**Requirement 1:** List the six organotin compounds that the method described in the organotin contamination abstract was developed to quantify, using the abbreviations the text gives.
**Requirement 2:** Quote the organotin contamination abstract word for word, from "Before the field" up to and including "like R. clavigera.".

**Selected extract:**
════
Ecological and human health risks associated with organotin contamination in the marine environment of Hong Kong and Shenzhen, China

Abstract

Organotin compounds (OTs), in particular tributyltin (TBT) and triphenyltin (TPT), have caused widespread adverse effects on marine organisms ever since their wide application as biocides in 1960s. For instance, TBT can induce the abnormal development of imposex in marine gastropods, and inhibit development and growth in oysters. A mandatory global ban on the use of OT-based antifouling systems, therefore, has been enacted by the International Maritime Organization to minimize their environmental impacts since September 2008. As a result, it is anticipated to see a reduction of OT contamination in the marine environment around the world. This study, therefore, primarily aims to test the hypothesis that there is a reduction of both OT contamination and its associated adverse impact to a common biomonitor, the rock shell Reishia clavigera along the coast in Hong Kong and Shenzhen, China through a series of field-based investigations.

Before the field study, a method was successfully developed to simultaneously quantify the concentrations of six common OTs (i.e., mono-BT, di-BT and TBT; mono-PT, di-PT and TPT) in molluscan tissues using gas chromatography-mass spectrometry. These six compounds coexist in marine environments. They are highly toxic to marine organisms and are able to induce imposex in gastropods like R. clavigera.
════
**Listed records:**
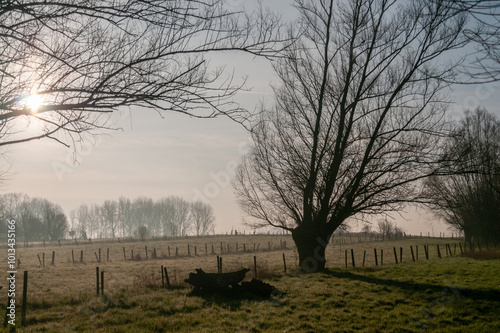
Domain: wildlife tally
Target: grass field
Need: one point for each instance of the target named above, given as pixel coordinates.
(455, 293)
════
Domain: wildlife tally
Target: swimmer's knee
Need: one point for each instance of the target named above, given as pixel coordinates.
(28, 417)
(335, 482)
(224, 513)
════
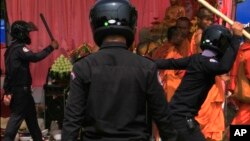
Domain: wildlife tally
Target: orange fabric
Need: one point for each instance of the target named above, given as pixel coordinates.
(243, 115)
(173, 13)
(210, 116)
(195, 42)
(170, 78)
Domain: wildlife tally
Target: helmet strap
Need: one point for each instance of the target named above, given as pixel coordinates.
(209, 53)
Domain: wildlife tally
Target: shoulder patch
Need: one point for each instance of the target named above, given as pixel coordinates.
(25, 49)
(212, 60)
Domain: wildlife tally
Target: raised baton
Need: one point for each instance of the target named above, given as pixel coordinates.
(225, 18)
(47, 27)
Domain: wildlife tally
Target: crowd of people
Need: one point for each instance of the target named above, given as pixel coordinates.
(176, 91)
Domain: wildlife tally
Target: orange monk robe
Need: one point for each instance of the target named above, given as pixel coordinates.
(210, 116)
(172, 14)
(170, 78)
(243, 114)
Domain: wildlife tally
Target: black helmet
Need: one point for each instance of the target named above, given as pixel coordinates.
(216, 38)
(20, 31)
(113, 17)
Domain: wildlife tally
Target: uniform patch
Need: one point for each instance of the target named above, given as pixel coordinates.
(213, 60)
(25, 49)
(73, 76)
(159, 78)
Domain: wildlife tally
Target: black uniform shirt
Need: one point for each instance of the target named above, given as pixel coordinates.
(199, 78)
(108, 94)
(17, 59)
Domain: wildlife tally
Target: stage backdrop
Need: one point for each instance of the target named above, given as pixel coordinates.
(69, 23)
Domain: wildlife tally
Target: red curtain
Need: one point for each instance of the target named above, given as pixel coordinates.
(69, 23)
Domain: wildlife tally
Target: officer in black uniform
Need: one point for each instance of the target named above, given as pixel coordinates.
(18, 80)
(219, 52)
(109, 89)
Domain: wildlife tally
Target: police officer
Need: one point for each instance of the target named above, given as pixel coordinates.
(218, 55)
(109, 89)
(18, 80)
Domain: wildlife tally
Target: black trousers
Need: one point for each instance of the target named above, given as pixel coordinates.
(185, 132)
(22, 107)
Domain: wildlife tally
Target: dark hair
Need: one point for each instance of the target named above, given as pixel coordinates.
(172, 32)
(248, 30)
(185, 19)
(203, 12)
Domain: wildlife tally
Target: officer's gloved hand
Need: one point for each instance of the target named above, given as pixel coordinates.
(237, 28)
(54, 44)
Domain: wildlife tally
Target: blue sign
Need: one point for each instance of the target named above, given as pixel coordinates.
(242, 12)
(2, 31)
════
**Exercise output 1:** mono-BT, di-BT, TBT, mono-PT, di-PT, TPT

**Exercise output 2:**
Before the field study, a method was successfully developed to simultaneously quantify the concentrations of six common OTs (i.e., mono-BT, di-BT and TBT; mono-PT, di-PT and TPT) in molluscan tissues using gas chromatography-mass spectrometry. These six compounds coexist in marine environments. They are highly toxic to marine organisms and are able to induce imposex in gastropods like R. clavigera.